GOAL
Return every line of the data below word for word, changing nothing and adding nothing.

════════

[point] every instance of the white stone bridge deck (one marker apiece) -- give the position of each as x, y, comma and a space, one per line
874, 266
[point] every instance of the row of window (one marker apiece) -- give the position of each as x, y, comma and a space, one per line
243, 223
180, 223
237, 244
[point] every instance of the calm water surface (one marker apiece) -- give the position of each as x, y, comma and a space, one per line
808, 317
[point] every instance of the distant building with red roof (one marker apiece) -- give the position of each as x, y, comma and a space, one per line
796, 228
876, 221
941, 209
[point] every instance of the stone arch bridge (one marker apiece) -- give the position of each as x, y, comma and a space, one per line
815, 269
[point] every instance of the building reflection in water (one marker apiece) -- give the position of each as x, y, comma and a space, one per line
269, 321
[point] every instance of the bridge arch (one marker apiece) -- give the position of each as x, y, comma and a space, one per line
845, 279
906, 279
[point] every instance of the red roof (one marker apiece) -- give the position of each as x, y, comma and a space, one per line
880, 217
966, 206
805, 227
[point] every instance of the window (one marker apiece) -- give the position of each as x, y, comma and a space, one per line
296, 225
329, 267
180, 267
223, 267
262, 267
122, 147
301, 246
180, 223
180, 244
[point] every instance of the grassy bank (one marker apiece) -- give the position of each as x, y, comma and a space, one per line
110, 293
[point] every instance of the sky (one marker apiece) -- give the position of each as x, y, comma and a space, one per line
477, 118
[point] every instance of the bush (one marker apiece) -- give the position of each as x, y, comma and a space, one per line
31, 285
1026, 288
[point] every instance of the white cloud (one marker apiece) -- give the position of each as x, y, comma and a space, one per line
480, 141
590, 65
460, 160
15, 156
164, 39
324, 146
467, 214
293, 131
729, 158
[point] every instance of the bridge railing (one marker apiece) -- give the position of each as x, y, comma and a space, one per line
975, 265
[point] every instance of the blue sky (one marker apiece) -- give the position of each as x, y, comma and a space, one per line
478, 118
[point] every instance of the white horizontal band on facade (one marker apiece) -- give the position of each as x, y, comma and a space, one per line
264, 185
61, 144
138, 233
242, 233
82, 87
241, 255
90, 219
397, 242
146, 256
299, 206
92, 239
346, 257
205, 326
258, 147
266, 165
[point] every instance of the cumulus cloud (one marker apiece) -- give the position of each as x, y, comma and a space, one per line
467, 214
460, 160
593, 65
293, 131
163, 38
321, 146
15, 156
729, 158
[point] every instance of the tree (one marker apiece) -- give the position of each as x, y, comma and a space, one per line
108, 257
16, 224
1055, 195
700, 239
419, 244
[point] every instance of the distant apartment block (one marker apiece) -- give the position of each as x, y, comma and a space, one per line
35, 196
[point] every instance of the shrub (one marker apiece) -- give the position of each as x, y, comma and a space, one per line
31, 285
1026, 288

════════

TASK RESULT
[point] every instance of the white stone bridge deck (one marker apiece) -- give the position of each as x, y, comma and a space, one per line
874, 266
[point] every instance of the row of window (one marker apiece) -- give the position of each as x, y, comma and a space, one per line
243, 223
180, 223
237, 244
[point] every instance of the calm water surface (one marker apiece) -- give the position of each as x, y, comma and a space, one per line
808, 317
[point] every instance of the distant building with red roof (one marker apiece) -- give the position of each as x, y, comma and a space, one per line
796, 228
876, 221
941, 209
[point] every instance of the stone arch bridge (one marker apiece) -- give the position of each as x, y, comma and a space, one per line
815, 269
[point] every instance of the building reflection in water (one marker apiece) -- give the position of each as x, y, comma and a space, one per line
269, 321
[point] every instance of the bridge arch (one marker apiece) -- give the position of each as x, y, comma and a space, one per line
845, 279
906, 279
[point] every instance of the red roof (one marker apiece) -- give the position of each as x, y, comma and a space, one per line
880, 217
966, 206
805, 227
[point] every instance of the window (one marker apiece) -- give the position of each as x, y, comma and a space, one per line
296, 225
329, 267
180, 267
223, 267
262, 267
122, 147
301, 246
180, 223
180, 244
[point] every instance of the grassy bank (one marker apiece) -- give the position of each as x, y, comma and a space, one per line
110, 293
[point] every instance of the sky (one marker apiece) -- give the position of each as x, y, comma and a space, one per line
477, 118
[point] every instance of the bush (one marker apiece) -- give the position of each as x, y, comma and a space, one per line
31, 285
1026, 288
[point] every instance of the white cloud (one marker apiece) -- give the position of each as x, y, comma and a space, one per line
480, 141
590, 65
460, 160
15, 156
164, 39
324, 146
467, 214
293, 131
729, 158
[point] every instance of the bridge railing (one marker apiece) -- give the position of each as x, y, comma and a space, one per line
975, 265
[point] every instance of the blue sky (one marker apiece) -- give the position of each as x, y, comma and a space, one per line
478, 118
[point] every instance of the white horizontal band on facade (one marker apiece) -- give the position of each as x, y, comma and a space, one per line
264, 185
61, 144
138, 233
242, 233
82, 87
241, 255
90, 219
397, 242
146, 256
299, 206
92, 239
346, 257
205, 326
258, 147
266, 165
[point] every instance of the cumulus cloud (one marker apiece) -- give the position of each as x, y, comma and a space, one per line
467, 214
460, 160
593, 65
293, 131
163, 38
321, 146
15, 156
729, 158
[point] every instance of the tree (one marker apiece) -- give the position of each as x, y, comma and a space, one per line
108, 257
16, 224
1055, 195
700, 239
419, 244
[point] every instance of the distant apartment block (one marker apiece) -- give the position of each as x, y, comma and a space, one per line
35, 196
[point] every instance of the shrub (one marker apiece) -- give the position of each as x, y, comma and a space, one per line
31, 285
1026, 288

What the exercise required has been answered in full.